COMP 311 Principles of Programming Languages (Fall 2010)

Programming Assignment 6:
Removing Recursion and Symbolic Variables from Jam

Assigned: Monday, November 8, 2010
Due: 12:00 noon, Monday, November 22, 2010

Files

No supporting code. Use your own interpreter from Assignment 5, Step 1 (i.e. untyped Jam in the value/value and value/need modes).

Some Simple Test Inputs

Overview

Preparation Create a programs/6 directory within your comp311 directory. All of your files for this assignment should be stored in the programs/6 subdirectory. Do not put files in subdirectories below programs/6.

Teamwork You are required to do this assignment and all other programming assignments using pair programming. When you submit your assignment, indicate the composition of your team (names, student ids, and email addresses) in your README file.

If you cannot find a partner and would like one, send an email to comp311@rice.edu and we will try to find one for you. Teams of more than two members are not permitted.

Task Your assignment is to transform a dialect of untyped Jam to continuation passing style (CPS) and to convert the Jam environment representation to use static distance coordinates. The assignment should be done in three separate phases: (i) modifying your interpreter for Step 1 of Assignment 5 by restricting the interpreter to eager evaluation and splitting the recursive let construct into separate recursive letrec and non-recursive let constructs; (ii) modifying the parser to rename variables to eliminate the shadowing of variables by nested variable declarations (map parameters, let bindings, reclet bindings), and (iii) transforming Jam programs to CPS, leaving the interpreter from phase (i) unchanged; and (iv) the conversion of Jam program text to static distance coordinate form, which must be supported by modifying the environment representation in the Jam interpreter.

This is a long, challenging assignment and will be worth 200 points instead of 100 points.

Phase I As a first phase of this assignment, you will modify your Step 1 parser and interpreter from Assignment 5 to support only eager evaluation and split recursive let into two constructs: (i) letrec, which is recursive let with right hand sides limited to map constructions, and (ii) let, which is ordinary non-recursive let abbreviating the application of a map to the right hand sides. These modifications to the Jam language simplifies the transformation required to implement Phase II. The language is to be changed at the level of the grammar; here are the relevant changes to the grammar:

Expressions

Exp         ::= ...

* * *

▸ **COMPLETE THE FOLLOWING**
(1) Do these statements agree with the Jam assignment text? Answer yes or no for each, and quote the deciding words. (a) The assignment is worth 200 points. (b) A team may have three members. (c) Files may be stored in subdirectories below programs/6.
(2) Resume the Jam assignment text from the point where it stops.
None of the lines are needed here.

* * *

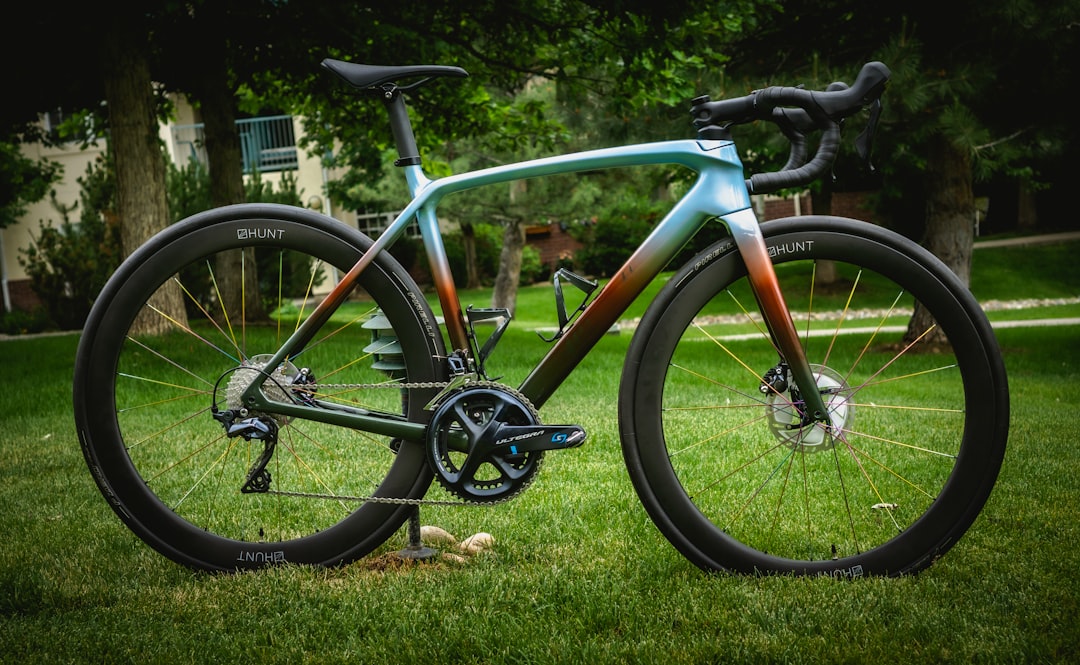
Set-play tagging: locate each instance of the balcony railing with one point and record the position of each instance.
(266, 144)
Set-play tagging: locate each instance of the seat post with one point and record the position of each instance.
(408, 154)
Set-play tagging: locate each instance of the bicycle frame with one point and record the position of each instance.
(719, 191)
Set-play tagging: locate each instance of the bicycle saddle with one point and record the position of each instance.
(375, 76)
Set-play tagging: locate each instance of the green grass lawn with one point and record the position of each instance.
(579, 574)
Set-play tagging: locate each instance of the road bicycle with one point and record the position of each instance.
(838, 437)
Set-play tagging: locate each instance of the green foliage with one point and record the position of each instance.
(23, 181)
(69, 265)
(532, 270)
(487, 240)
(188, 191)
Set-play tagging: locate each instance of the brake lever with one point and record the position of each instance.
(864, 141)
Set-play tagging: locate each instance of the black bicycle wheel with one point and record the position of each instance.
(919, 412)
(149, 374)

* * *

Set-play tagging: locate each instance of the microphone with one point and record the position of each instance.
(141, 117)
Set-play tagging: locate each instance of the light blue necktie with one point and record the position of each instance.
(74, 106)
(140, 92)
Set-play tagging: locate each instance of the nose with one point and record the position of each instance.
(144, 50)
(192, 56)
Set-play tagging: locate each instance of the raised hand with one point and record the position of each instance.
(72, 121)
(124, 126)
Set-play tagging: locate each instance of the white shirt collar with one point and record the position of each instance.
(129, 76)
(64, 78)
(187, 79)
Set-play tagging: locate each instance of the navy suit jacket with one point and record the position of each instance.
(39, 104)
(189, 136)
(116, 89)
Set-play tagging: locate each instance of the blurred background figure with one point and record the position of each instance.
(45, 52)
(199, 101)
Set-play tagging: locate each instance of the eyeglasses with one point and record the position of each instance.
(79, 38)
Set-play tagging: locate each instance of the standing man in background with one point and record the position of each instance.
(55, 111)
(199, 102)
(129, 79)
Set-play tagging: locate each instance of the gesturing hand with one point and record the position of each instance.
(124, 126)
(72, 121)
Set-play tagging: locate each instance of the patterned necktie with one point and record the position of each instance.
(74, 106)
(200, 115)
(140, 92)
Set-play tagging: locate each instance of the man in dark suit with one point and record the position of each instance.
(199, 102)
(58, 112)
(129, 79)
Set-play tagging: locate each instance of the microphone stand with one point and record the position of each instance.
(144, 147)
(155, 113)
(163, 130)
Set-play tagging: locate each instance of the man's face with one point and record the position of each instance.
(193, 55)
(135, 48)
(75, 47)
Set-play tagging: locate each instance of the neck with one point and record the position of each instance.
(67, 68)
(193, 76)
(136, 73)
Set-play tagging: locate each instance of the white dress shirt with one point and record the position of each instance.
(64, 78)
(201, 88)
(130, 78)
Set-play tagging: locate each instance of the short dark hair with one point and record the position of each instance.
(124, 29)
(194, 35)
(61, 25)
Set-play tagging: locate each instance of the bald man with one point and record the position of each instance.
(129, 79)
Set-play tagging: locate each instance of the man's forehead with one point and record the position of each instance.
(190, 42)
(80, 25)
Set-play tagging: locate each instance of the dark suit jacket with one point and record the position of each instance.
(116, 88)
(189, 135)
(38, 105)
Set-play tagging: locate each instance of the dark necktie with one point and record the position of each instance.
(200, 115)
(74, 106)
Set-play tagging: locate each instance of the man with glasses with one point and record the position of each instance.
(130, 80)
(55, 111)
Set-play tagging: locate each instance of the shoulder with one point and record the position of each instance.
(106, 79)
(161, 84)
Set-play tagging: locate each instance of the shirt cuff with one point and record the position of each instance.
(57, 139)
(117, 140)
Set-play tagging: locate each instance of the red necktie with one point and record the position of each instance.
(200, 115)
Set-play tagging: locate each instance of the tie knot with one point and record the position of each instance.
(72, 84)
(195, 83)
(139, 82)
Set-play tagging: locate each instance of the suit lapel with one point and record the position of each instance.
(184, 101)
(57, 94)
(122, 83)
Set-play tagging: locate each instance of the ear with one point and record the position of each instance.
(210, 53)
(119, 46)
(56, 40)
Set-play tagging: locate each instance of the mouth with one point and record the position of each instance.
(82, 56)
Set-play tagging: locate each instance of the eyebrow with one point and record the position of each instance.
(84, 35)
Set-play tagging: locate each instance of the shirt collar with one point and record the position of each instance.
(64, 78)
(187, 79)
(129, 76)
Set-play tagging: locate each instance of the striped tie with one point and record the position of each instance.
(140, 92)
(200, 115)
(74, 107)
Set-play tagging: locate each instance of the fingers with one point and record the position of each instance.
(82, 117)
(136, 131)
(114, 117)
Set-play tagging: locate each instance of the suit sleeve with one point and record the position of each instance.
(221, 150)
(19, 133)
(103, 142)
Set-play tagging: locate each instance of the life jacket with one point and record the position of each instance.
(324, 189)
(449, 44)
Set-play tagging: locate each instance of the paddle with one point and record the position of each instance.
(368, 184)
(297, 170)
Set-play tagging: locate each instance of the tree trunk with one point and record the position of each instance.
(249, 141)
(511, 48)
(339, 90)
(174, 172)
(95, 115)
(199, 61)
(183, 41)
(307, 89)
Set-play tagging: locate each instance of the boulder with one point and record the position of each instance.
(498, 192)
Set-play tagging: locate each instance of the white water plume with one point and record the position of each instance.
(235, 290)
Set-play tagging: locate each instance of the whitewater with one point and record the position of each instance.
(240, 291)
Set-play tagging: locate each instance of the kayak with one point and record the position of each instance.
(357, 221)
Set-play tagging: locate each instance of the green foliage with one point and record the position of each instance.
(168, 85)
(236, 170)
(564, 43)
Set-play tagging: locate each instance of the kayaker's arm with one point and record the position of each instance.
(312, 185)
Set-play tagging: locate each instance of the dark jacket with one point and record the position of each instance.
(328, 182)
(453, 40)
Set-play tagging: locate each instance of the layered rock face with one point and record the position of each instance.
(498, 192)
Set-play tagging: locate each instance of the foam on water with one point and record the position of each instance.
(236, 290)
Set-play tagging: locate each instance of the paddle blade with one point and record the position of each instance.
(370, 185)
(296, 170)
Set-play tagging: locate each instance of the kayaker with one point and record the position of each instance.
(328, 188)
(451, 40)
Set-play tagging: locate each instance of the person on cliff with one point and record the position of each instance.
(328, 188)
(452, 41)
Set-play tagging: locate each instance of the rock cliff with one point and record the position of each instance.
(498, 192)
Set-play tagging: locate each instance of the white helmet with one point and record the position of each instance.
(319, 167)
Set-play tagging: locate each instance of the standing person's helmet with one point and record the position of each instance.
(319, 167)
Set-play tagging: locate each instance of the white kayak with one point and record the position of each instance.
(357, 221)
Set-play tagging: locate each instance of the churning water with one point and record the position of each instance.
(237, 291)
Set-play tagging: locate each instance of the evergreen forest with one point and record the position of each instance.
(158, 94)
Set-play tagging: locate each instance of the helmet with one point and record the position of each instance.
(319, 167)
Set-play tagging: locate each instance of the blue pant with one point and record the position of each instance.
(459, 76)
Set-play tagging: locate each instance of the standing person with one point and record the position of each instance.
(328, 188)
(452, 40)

* * *

▸ **EXPECTED OUTPUTS**
(1)
(a) Yes: "will be worth 200 points instead of 100 points."
(b) No: "Teams of more than two members are not permitted."
(c) No: "Do not put files in subdirectories below programs/6."

(2)
              | let Def+ in Exp
              | letrec MapDef+ in Exp
              | Map
              | ...
Map         ::= map IdList to Exp

Definitions

Def    ::= Id := Exp ;
MapDef ::= Id := Map ;

In your Java implementation, the only public evaluation method in the Interpreter class must be called eval() instead of the former name eagerEval() used in Assignment 5.

Note In extending your parser to support letrec, remember that your code must support printing ASTs including letrec constructions as strings. Hence, in your Java code, you must define toString() in the letrec AST node class.

Phase II Modify your parser to prevent shadowing variable names by converting the name of each Jam variable from x to x:d where d is the lexical depth of the declaration of x. If x is free (not allowed in legal programs) then it has lexical depth 0. If it occurs inside one level of lexical nesting, it has lexical depth 1. For example, the program

(map x to x)(7)

becomes

(map x:1 to x:1)(7)

after renaming. The renamed variables cannot be confused with existing variable names because : is not a legal character in variable names read by the parser.

In your Java code, add a method

public AST unshadow();

in the Interpreter class that performs this transformation on the Jam AST associated with this.

Since the unshadow operation is not bundled with either parsing or syntax checking, you will subsequently be able to support both ordinary interpretation (as performed in Phase I above) and interpretation after converting a program to CPS form.

The unshadowing transformation permits let constructs to be re-interpreted as let* constructs without affecting program semantics. The correctness of our rules for CPS transformation hinges on this identity.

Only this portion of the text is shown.